[Point annotation records]
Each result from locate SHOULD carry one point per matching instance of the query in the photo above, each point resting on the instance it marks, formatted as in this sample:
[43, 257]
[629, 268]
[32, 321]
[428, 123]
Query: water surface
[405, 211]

**What needs to be done**
Reproduce the records above in full, substituting "occurrence" for each occurrence of "instance" and leaving every other part unchanged.

**Full response**
Each result from locate SHOULD carry one point per matching occurrence of the query in the photo above, each point resting on the occurrence it marks, formatted as in this sample:
[43, 257]
[629, 268]
[32, 321]
[428, 123]
Query: water surface
[405, 211]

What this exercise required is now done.